** BEGIN **

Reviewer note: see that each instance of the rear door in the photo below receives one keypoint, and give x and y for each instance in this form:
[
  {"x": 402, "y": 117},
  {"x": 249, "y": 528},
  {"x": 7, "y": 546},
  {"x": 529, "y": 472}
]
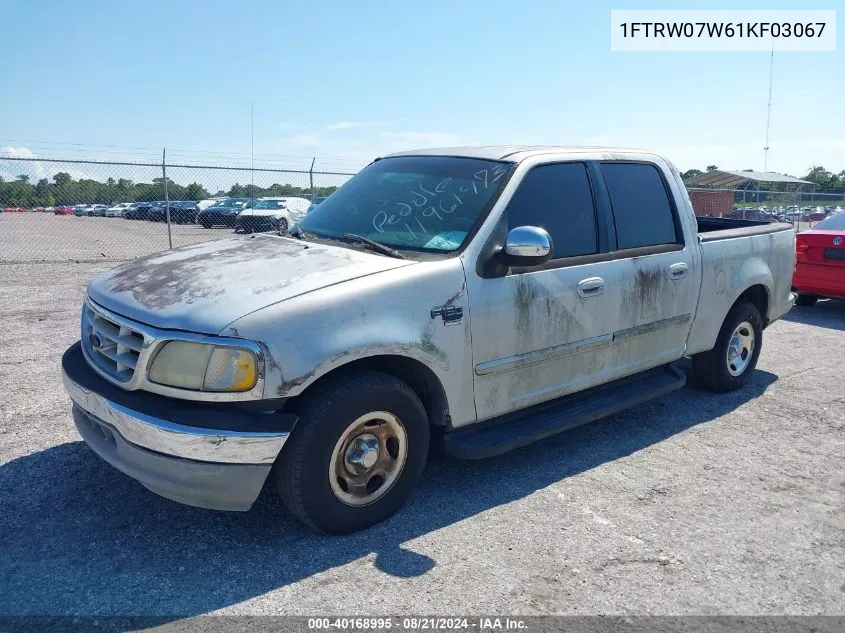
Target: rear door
[{"x": 660, "y": 286}]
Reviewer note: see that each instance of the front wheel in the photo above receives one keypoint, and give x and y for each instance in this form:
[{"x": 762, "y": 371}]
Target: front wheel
[
  {"x": 356, "y": 453},
  {"x": 729, "y": 365}
]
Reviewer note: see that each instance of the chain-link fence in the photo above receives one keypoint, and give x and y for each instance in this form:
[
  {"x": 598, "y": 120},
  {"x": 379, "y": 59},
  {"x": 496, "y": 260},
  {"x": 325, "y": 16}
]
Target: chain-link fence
[
  {"x": 57, "y": 210},
  {"x": 85, "y": 210}
]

** END **

**AIM:**
Transcribe the records above line for line, without any change, and omit the pictures from your copy.

**RESPONSE TO THIS TASK:**
Reviewer note: see that each instance of the rear door in the photo below receives one keypoint, and give x and y for each instance in this form:
[
  {"x": 402, "y": 117},
  {"x": 249, "y": 528},
  {"x": 7, "y": 546},
  {"x": 529, "y": 472}
]
Target: rear door
[{"x": 660, "y": 286}]
Reviewer note: see that each instance of the front wheel in the photo above receives one keypoint, and give x and y for each instance in this form:
[{"x": 762, "y": 371}]
Target: front wheel
[
  {"x": 356, "y": 453},
  {"x": 729, "y": 365}
]
Reviewer note: see that each instance of the chain-link fence in the photo above receives one keypoint, and give x and y for each instance in this form:
[
  {"x": 598, "y": 120},
  {"x": 379, "y": 59},
  {"x": 496, "y": 260},
  {"x": 325, "y": 16}
]
Target: chain-link fence
[
  {"x": 57, "y": 210},
  {"x": 85, "y": 210}
]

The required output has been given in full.